Single by Nick Cave and the Bad Seeds

from the album Let Love In
- Released: 4 July 1994
- Genre: Alternative rock; post-punk;
- Label: Mute
- Songwriter: Nick Cave
- Producer: Tony Cohen

Nick Cave and the Bad Seeds singles chronology
| "Do You Love Me?" (1994) | "Loverman" (1994) | "Red Right Hand" (1995) |

Let Love In track listing
- "Do You Love Me?"; "Nobody's Baby Now"; "Loverman"; "Jangling Jack"; "Red Right Hand"; "I Let Love In"; "Thirsty Dog"; "Ain't Gonna Rain Anymore"; "Lay Me Low"; "Do You Love Me? Pt 2";

= Loverman =

1994 single by Nick Cave and the Bad Seeds

"Loverman" is the second single from the album Let Love In by Australian rock band Nick Cave and the Bad Seeds. The song was also performed by American heavy metal band Metallica on their 1998 cover album Garage Inc. and Depeche Mode's Martin Gore on his 2003 solo album Counterfeit².

==Details==
Cave said, "'Loverman' was a song we almost didn't do because it seemed like a very weak idea at the time of recording. It was supposed to be just a throwaway song about desire. I was squirming about how banal it was. I changed the whole atmosphere, so the guy who's the telling the story is weak and dysfunctional. I put in the bits where I spell out loverman. It was a great surprise to everyone."

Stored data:
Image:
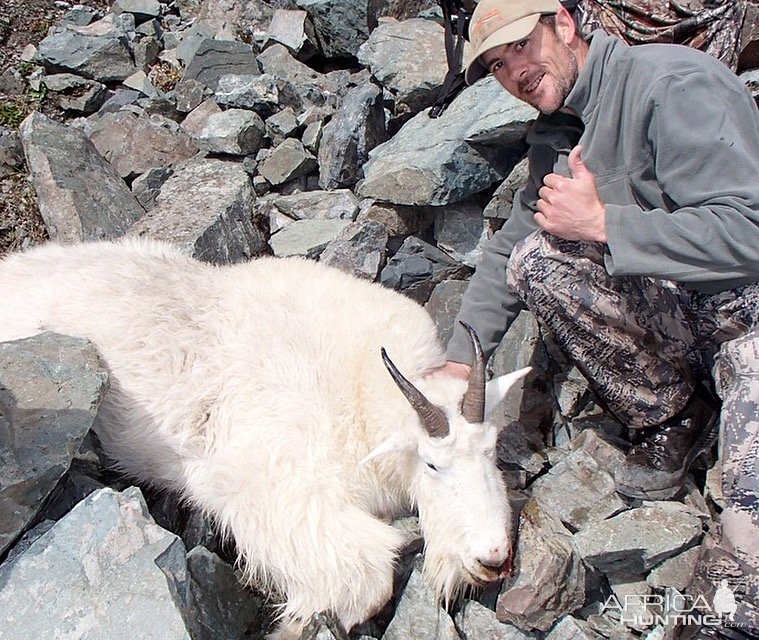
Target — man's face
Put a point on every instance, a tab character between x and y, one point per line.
539	70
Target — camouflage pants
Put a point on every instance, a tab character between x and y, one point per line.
644	343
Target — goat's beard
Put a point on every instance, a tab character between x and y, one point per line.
447	576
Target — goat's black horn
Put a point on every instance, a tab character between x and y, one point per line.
432	417
473	404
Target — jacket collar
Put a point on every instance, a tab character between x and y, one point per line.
585	94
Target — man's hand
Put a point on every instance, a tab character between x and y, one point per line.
570	207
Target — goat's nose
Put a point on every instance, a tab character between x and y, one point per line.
497	561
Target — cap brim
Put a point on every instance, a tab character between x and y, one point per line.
505	35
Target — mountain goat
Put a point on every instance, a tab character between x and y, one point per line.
258	391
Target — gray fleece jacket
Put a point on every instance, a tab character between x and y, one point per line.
672	137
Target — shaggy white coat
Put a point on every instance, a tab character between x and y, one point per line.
257	391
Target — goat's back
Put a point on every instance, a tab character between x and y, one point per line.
185	341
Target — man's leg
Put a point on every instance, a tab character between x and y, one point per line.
632	338
737	374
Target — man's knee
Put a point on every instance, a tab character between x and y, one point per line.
544	261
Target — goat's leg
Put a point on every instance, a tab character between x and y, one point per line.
323	555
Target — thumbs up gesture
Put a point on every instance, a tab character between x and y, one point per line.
570	208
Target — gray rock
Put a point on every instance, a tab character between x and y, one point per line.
11	152
443	305
50	390
306	237
134	142
218	605
359	249
400	9
142	10
578	491
417	267
281	125
147	186
312	136
478	622
607	455
213	59
293	30
231	18
12	83
191	39
198	118
503	197
120	98
104	571
311	205
419	615
549	575
473	144
80	195
205	207
288	161
263	93
676	572
341	27
570	628
400	220
639	539
405	59
80	16
347	139
236	132
189	94
460	231
277	61
77	94
139	81
99	51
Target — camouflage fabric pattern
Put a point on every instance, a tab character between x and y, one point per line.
714	26
643	343
737	375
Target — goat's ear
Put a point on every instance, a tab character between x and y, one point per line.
391	445
496	389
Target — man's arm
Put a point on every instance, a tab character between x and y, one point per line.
704	132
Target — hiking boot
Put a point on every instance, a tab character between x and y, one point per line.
655	468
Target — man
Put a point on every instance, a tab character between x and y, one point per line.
635	242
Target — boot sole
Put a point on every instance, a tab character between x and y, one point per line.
705	441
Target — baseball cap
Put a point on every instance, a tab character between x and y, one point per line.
497	22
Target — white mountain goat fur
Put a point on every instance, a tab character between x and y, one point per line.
258	391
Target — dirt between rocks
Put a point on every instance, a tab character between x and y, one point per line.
23	22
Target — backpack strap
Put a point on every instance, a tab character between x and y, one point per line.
456	16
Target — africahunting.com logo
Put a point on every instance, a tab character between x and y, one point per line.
643	611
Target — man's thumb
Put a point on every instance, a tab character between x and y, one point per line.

[Problem 1]
Write out the passage of the "Loverman" article between "1994 single by" and "solo album Counterfeit².", inclusive.
[Problem 2]
How many lines of the entries contain the string "jacket"? Case counts, and your reply should be only the number.

[Complete output 1]
1994 single by Nick Cave and the Bad Seeds

"Loverman" is the second single from the album Let Love In by Australian rock band Nick Cave and the Bad Seeds. The song was also performed by American heavy metal band Metallica on their 1998 cover album Garage Inc. and Depeche Mode's Martin Gore on his 2003 solo album Counterfeit².

[Complete output 2]
2